◆ Exercise objective ◆
Please give the stretch of the passage on SGXv1 memory encryption from "Decryption was identical: recompute" through "it to garbage." again, substituting "eavesdropper" for "adversary".

SGXv1 and the Memory Encryption Engine

Intel SGX introduced the concept of an enclave: a region of memory that the processor protects from software running at any privilege level, including the OS and hypervisor. The threat model extended to physical access. An attacker with a DDR bus interposer or direct access to DRAM modules should learn nothing about enclave contents. This forced the question of memory encryption into the hardware design.

The SGXv1 answer was the Memory Encryption Engine (MEE), which used AES in counter mode. The design made intuitive sense. For each 64-byte cache line, the MEE maintained a counter that incremented on every write-back to DRAM, packed using a split-counter layout (a shared major counter per group of lines plus per-line minor counters) to keep metadata compact. To encrypt a line, the hardware concatenated the physical address with the current counter value and ran it through AES to produce a one-time pad:

\text{pad} = \text{AES}_K(\text{addr} \,\|\, \text{ctr})

C = \text{pad} \oplus P

Decryption was identical: recompute the pad, XOR with ciphertext. Encryption and decryption were the same operation.

The critical property was temporal diversity. Because the counter changed on every write, the same plaintext value written to the same address at two different points in time produced two completely unrelated ciphertexts. An adversary watching the memory bus saw fresh, uncorrelated ciphertext on every cache eviction. Capturing a ciphertext block and replaying it later would inject stale data with a stale counter. The processor, expecting a different counter value, would decrypt it to garbage.

◆ Provided data ◆
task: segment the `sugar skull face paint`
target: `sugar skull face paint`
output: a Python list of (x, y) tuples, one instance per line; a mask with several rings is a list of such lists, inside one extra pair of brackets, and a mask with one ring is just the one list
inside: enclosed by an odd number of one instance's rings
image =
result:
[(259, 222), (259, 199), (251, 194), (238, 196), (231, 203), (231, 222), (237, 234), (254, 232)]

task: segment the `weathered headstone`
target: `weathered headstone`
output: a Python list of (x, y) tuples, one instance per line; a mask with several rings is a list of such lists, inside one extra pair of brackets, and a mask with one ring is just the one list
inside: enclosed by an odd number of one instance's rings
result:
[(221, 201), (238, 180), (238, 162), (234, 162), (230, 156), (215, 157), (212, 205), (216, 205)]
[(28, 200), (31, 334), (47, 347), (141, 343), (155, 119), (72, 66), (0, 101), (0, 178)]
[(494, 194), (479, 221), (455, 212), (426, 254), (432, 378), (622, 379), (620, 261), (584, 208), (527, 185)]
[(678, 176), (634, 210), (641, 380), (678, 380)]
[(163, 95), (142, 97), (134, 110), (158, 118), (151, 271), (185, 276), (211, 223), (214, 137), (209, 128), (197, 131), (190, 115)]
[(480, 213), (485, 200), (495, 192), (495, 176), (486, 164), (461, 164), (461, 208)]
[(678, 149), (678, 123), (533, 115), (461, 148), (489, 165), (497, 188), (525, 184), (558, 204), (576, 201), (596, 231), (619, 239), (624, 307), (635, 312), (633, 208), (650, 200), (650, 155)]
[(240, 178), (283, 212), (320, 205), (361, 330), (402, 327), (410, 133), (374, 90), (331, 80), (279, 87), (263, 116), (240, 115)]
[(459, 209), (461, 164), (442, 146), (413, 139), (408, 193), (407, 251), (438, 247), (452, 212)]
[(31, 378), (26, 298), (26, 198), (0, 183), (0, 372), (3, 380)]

◆ Exercise output ◆
Decryption was identical: recompute the pad, XOR with ciphertext. Encryption and decryption were the same operation.

The critical property was temporal diversity. Because the counter changed on every write, the same plaintext value written to the same address at two different points in time produced two completely unrelated ciphertexts. An eavesdropper watching the memory bus saw fresh, uncorrelated ciphertext on every cache eviction. Capturing a ciphertext block and replaying it later would inject stale data with a stale counter. The processor, expecting a different counter value, would decrypt it to garbage.